To be done: Retype every one of the items below word for word, changing nothing.

Stored rows:
○ ○ ○ ○ ○
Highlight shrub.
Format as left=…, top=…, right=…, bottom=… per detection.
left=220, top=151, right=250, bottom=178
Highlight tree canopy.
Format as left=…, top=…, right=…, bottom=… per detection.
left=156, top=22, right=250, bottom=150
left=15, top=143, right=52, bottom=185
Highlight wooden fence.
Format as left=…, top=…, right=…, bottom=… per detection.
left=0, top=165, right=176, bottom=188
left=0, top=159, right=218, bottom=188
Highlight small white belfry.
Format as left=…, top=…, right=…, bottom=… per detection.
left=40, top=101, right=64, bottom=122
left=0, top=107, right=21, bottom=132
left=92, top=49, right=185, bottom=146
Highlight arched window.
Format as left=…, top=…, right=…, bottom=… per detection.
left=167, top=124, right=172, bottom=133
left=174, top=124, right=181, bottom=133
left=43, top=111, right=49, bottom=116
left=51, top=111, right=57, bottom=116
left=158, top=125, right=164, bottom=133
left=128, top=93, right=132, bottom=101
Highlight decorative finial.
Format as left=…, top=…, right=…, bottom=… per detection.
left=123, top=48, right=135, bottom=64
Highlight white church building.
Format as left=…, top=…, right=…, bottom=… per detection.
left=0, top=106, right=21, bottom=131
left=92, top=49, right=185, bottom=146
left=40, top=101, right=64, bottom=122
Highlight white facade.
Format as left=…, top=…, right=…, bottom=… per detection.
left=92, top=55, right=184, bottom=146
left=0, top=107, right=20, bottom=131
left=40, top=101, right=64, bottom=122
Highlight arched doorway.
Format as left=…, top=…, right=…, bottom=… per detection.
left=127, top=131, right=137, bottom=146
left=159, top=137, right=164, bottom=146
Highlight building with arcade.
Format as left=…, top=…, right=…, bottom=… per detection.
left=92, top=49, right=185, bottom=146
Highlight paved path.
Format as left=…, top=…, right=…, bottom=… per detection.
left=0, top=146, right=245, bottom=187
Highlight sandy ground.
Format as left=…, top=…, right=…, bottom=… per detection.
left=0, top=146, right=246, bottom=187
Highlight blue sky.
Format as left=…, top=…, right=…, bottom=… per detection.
○ ○ ○ ○ ○
Solution:
Highlight shrub.
Format as left=…, top=…, right=…, bottom=… per detection.
left=220, top=151, right=250, bottom=178
Highlight tree canopy.
Format as left=…, top=…, right=…, bottom=… per detection.
left=156, top=22, right=250, bottom=150
left=15, top=143, right=52, bottom=185
Highlight wooden fence.
Format as left=…, top=…, right=…, bottom=… per detection.
left=0, top=165, right=176, bottom=188
left=0, top=159, right=218, bottom=188
Highlight small white belfry.
Format as left=…, top=…, right=…, bottom=… per detection.
left=40, top=101, right=64, bottom=122
left=0, top=107, right=21, bottom=132
left=92, top=49, right=185, bottom=146
Highlight arched window.
Format as left=…, top=…, right=…, bottom=… per detection.
left=167, top=124, right=172, bottom=133
left=174, top=124, right=181, bottom=133
left=43, top=111, right=49, bottom=116
left=51, top=111, right=57, bottom=116
left=158, top=125, right=164, bottom=133
left=128, top=93, right=132, bottom=101
Highlight decorative finial.
Format as left=…, top=…, right=…, bottom=… per detection.
left=123, top=48, right=135, bottom=64
Highlight white church building.
Format as left=…, top=…, right=…, bottom=… per detection.
left=0, top=106, right=21, bottom=131
left=92, top=49, right=185, bottom=146
left=40, top=101, right=64, bottom=122
Highlight white facade.
Format as left=…, top=…, right=…, bottom=… per detection.
left=92, top=55, right=184, bottom=146
left=0, top=107, right=20, bottom=131
left=40, top=101, right=64, bottom=122
Highlight arched doorway.
Format as left=…, top=…, right=…, bottom=… per detection.
left=127, top=131, right=137, bottom=146
left=159, top=137, right=164, bottom=146
Highlight building with arcade.
Format as left=…, top=…, right=…, bottom=… per detection.
left=92, top=49, right=185, bottom=146
Highlight paved path.
Format as left=…, top=…, right=…, bottom=… per detection.
left=0, top=146, right=245, bottom=187
Highlight sandy ground.
Format as left=…, top=…, right=…, bottom=… per detection.
left=0, top=146, right=246, bottom=187
Highlight blue sky.
Format as left=…, top=…, right=…, bottom=… per detection.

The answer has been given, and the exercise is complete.